THE PROBLEM
Please rewrite each of the items below, swapping "Place a marker" for "Put a dot" and leaving all other wording untouched.

Location annotation dataset excerpts

□ □ □ □ □

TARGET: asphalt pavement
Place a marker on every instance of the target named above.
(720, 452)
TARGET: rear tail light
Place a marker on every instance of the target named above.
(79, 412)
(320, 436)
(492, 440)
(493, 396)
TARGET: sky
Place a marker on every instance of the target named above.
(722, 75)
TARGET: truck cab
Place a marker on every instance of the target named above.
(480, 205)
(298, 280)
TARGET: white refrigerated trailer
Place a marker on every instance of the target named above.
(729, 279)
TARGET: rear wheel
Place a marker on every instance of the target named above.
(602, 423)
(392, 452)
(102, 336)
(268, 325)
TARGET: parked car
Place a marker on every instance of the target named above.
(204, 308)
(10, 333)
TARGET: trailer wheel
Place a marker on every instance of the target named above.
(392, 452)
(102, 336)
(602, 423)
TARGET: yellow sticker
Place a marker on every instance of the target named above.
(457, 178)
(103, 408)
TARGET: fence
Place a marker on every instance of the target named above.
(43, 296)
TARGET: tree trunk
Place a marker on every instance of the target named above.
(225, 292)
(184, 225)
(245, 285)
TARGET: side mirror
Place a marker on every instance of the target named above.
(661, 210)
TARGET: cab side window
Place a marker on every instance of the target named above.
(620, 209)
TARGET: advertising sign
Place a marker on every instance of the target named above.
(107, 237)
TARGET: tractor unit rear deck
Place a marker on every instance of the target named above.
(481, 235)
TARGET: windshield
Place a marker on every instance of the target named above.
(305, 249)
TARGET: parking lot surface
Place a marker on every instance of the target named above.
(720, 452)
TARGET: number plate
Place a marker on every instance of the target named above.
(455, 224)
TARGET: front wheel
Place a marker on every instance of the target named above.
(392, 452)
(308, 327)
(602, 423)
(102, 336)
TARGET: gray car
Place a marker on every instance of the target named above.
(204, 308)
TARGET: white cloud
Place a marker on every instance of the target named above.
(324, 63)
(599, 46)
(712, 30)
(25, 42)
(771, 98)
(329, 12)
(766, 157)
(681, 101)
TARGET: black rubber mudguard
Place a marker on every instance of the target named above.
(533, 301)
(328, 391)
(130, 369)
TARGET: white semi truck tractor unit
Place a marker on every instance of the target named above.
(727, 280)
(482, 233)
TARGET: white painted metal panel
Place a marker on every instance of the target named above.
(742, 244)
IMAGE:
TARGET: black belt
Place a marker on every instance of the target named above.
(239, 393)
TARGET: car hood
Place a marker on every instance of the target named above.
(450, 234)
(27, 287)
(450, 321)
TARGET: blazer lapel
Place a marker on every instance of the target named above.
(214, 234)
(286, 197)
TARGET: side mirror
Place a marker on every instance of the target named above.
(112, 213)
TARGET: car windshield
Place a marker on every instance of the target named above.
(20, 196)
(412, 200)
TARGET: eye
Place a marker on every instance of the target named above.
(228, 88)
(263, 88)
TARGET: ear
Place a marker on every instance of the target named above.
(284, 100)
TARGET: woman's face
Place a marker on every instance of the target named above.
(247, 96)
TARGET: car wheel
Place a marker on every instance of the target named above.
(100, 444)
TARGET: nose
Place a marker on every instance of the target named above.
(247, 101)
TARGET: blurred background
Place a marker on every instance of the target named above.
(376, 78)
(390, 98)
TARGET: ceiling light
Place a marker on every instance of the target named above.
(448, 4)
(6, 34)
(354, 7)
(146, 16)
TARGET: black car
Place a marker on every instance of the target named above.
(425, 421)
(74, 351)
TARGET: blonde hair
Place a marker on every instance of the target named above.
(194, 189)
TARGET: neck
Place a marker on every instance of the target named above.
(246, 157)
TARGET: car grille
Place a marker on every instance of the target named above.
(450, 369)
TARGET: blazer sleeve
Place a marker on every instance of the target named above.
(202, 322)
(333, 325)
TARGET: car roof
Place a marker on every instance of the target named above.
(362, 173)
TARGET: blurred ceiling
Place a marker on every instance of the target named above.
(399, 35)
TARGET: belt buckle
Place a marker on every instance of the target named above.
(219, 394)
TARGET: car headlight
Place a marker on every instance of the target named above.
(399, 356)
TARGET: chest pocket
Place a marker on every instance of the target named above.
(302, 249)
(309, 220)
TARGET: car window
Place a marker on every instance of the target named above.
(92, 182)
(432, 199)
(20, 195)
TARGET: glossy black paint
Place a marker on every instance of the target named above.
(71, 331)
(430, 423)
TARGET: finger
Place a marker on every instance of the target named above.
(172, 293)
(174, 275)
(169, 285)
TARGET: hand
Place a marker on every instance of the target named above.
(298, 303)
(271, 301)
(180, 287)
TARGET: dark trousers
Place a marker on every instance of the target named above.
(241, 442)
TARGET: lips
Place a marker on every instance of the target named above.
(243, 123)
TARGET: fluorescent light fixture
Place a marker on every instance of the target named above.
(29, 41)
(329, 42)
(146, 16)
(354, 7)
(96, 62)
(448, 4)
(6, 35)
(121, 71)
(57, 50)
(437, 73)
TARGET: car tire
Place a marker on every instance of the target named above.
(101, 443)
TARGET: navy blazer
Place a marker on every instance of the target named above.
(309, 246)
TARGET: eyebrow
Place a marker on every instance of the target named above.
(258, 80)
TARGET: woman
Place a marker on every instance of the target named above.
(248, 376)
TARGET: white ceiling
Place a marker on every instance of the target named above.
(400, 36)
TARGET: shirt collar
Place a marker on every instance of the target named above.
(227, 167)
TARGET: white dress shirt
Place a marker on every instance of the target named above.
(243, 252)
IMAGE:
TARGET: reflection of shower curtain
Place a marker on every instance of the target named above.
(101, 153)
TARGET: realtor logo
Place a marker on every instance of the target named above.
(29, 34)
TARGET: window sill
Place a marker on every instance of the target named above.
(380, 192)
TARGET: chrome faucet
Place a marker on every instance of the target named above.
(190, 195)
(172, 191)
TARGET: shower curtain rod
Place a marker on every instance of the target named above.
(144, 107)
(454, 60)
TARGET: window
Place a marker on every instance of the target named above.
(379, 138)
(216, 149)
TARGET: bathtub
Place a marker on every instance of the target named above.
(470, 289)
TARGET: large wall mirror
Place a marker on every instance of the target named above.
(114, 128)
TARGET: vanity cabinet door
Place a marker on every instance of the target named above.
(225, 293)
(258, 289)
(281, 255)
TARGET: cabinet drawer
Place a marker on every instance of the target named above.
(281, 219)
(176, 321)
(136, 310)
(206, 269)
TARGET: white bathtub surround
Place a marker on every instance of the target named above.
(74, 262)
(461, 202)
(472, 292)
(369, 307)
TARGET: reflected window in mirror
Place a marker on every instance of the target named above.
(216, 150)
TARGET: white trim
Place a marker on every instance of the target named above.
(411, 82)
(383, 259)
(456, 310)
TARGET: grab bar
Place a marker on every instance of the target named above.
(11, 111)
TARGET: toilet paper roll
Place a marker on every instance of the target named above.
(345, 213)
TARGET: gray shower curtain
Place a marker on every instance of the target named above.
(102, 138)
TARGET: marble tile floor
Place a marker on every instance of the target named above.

□ □ □ □ □

RESPONSE FOR THIS EXERCISE
TARGET: asphalt pavement
Put a dot on every instance of the target named above.
(720, 452)
TARGET: rear tail light
Put a dot on every instance of the target named above.
(79, 412)
(320, 436)
(492, 440)
(493, 396)
TARGET: sky
Put a dot on every instance of the target named above.
(722, 75)
TARGET: truck cab
Put a dot on every instance of the target named above.
(480, 205)
(298, 280)
TARGET: white refrigerated trailer
Put a dot on every instance of the target named above.
(729, 279)
TARGET: rear wheel
Put a dot on every instance of the target named above.
(602, 423)
(392, 452)
(102, 336)
(268, 325)
TARGET: parked car
Put a dot on every instance of the target named above.
(204, 308)
(10, 333)
TARGET: trailer wheel
Put a dot on every instance of the target named above.
(392, 452)
(102, 336)
(602, 423)
TARGET: yellow sticker
Put a dot on every instance of the target named above.
(457, 178)
(103, 408)
TARGET: fence
Put a dot on every instance of the target named above.
(43, 296)
TARGET: tree trunk
Put a dot on every instance of the target named above.
(225, 292)
(184, 225)
(245, 285)
TARGET: side mirror
Put a dot on every instance of the target named above.
(661, 210)
TARGET: cab side window
Put a dot on every instance of the target named above.
(620, 209)
TARGET: advertising sign
Put a dot on every instance of the target named above.
(107, 237)
TARGET: tractor unit rear deck
Put a dot on every instance of the target named above.
(481, 235)
TARGET: windshield
Put a dot on every instance of the target named above.
(305, 249)
TARGET: parking lot surface
Put a dot on every instance of the target named above.
(720, 452)
TARGET: number plate
Put a dot on every instance of the target named above.
(455, 224)
TARGET: front wheel
Put a dot on every instance of the target named above.
(392, 452)
(308, 327)
(602, 423)
(102, 336)
TARGET: gray car
Put a dot on every instance of the target named above.
(204, 308)
TARGET: white cloud
Put a dot on every instance of the target named above.
(324, 63)
(599, 46)
(712, 30)
(25, 42)
(771, 98)
(329, 12)
(766, 157)
(681, 101)
TARGET: black rubber mudguard
Put a dot on every instance of the target named above.
(533, 301)
(328, 391)
(130, 369)
TARGET: white semi truck tractor unit
Put a dot on every instance of the target named above.
(727, 280)
(482, 233)
TARGET: white painted metal panel
Put a dot on every instance of the target named above.
(742, 244)
IMAGE:
TARGET: black belt
Put a dot on every instance of the target named above.
(239, 393)
TARGET: car hood
Put a dot on every instance of the target named above.
(450, 234)
(27, 287)
(450, 321)
TARGET: blazer lapel
Put a dot on every instance of the target named above.
(214, 234)
(286, 197)
TARGET: side mirror
Put a dot on every instance of the target named above.
(112, 213)
TARGET: car windshield
Put a dot on every instance of the target named above.
(20, 196)
(412, 200)
TARGET: eye
Put a dot on every instance of the target named above.
(228, 88)
(263, 88)
TARGET: ear
Put a dot on every instance of the target named above.
(284, 100)
TARGET: woman's face
Put a dot on every instance of the target named above.
(247, 96)
TARGET: car wheel
Put a dot on every instance of the target named above.
(100, 444)
TARGET: nose
Put a dot on every instance of the target named above.
(247, 101)
TARGET: blurred background
Put a dot on every instance of the target named above.
(376, 78)
(390, 98)
TARGET: ceiling light
Put a dot on every instance of the target named above.
(448, 4)
(6, 34)
(354, 7)
(146, 16)
TARGET: black car
Put a dot on every instance of the target named above.
(425, 421)
(74, 351)
TARGET: blonde hair
Put a dot on every instance of the target named above.
(194, 189)
TARGET: neck
Put a dot on every instance of the target named above.
(246, 157)
TARGET: car grille
Put a dot on every instance of the target named above.
(450, 369)
TARGET: blazer sleeve
Put a dot on every instance of the target named above.
(202, 322)
(333, 325)
TARGET: car roof
Put a dot on every instance of the target named above.
(362, 173)
TARGET: blurred ceiling
Put a dot on every instance of the target named above.
(399, 35)
TARGET: belt buckle
Put a dot on every instance of the target named above.
(219, 394)
TARGET: car headlight
Put a dot on every instance of the target named above.
(399, 356)
TARGET: chest pocket
Put a dot on every instance of the target named above.
(302, 249)
(309, 220)
TARGET: car window
Put a dot on every instance of the target named above.
(92, 182)
(432, 199)
(20, 195)
TARGET: glossy black paint
Put a dot on every instance of the target named above.
(71, 331)
(430, 423)
TARGET: finger
Put a dot on every instance of the target named above.
(172, 293)
(174, 275)
(169, 285)
TARGET: hand
Put a dot on every instance of the target named above.
(298, 303)
(271, 301)
(180, 287)
TARGET: dark trousers
Put a dot on every instance of the target named above.
(241, 442)
TARGET: lips
Put a dot on every instance of the target named above.
(243, 123)
TARGET: fluorescent light fixture
Put a dot on every instance of the target named above.
(29, 41)
(329, 42)
(146, 16)
(354, 7)
(96, 62)
(448, 4)
(6, 35)
(121, 71)
(57, 50)
(437, 73)
TARGET: car tire
Put a dot on every instance of the target named above.
(101, 443)
TARGET: navy blazer
Put a dot on every instance of the target named above.
(309, 246)
TARGET: eyebrow
Put a dot on every instance of the target named above.
(258, 80)
TARGET: woman
Put a dot on every instance of the target named above.
(248, 376)
TARGET: white ceiling
Put a dot on every instance of the target named above.
(400, 36)
TARGET: shirt collar
Put a dot on every instance of the target named above.
(227, 167)
TARGET: white dress shirt
Put a dot on every instance of the target named above.
(243, 252)
IMAGE:
TARGET: reflection of shower curtain
Put a dot on every instance of the target named above.
(101, 153)
TARGET: realtor logo
Put a dot on every instance of the target named above.
(29, 34)
TARGET: window sill
Put a dot on every instance of the target named above.
(380, 192)
TARGET: chrome faucet
Put a dot on every instance of the target named above.
(190, 195)
(172, 191)
TARGET: shower curtain rod
Put a dot on every instance of the target named above.
(144, 107)
(454, 60)
TARGET: window
Put a dot on every instance of the target named above.
(379, 138)
(216, 149)
TARGET: bathtub
Put a dot on every instance of the target named above.
(470, 289)
TARGET: large wall mirror
Put a dot on every instance of the target named above.
(114, 128)
TARGET: vanity cabinet door
Put a dot on every instance of the target named above.
(225, 293)
(258, 289)
(281, 255)
TARGET: cabinet drawer
Put a dot on every instance of the target named above.
(281, 219)
(176, 321)
(136, 310)
(206, 269)
TARGET: white bathtub surround
Put a dot on every instance of the target named above.
(74, 262)
(461, 202)
(472, 292)
(369, 307)
TARGET: reflected window in mirror
Put a dot on every instance of the target named above.
(216, 150)
TARGET: white trim
Put a dot on every instance of the target named above.
(411, 82)
(383, 259)
(456, 310)
TARGET: grab bar
Put a dot on every instance of the target named above.
(11, 111)
TARGET: toilet paper roll
Put a dot on every instance of the target named above.
(345, 213)
TARGET: gray shower curtain
Put a dot on every instance of the target named above.
(102, 138)
TARGET: marble tile floor
Put a dot on every instance of the target named above.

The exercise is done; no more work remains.